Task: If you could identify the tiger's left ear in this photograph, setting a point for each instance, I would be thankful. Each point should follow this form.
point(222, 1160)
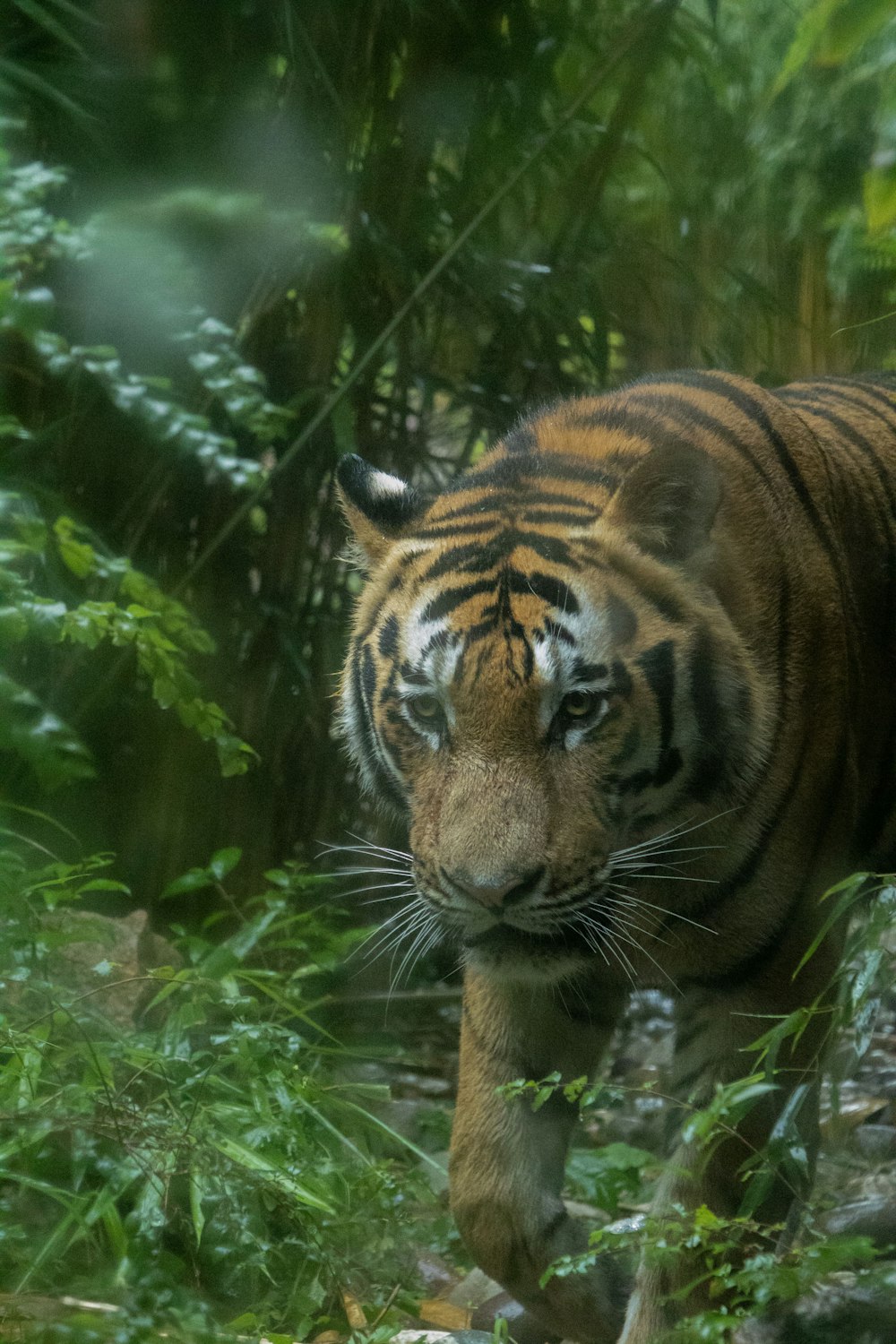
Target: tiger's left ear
point(669, 502)
point(376, 505)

(WHAT THE EXERCISE ASKS):
Copy all of the data above exactly. Leave out every picture.

(SOLVED PROBLEM):
Task: If you could identify the tiger's left ear in this photograph, setting a point for each instance, I would be thankful. Each point should follow this form.
point(222, 1160)
Target: tiger's left ear
point(669, 502)
point(376, 505)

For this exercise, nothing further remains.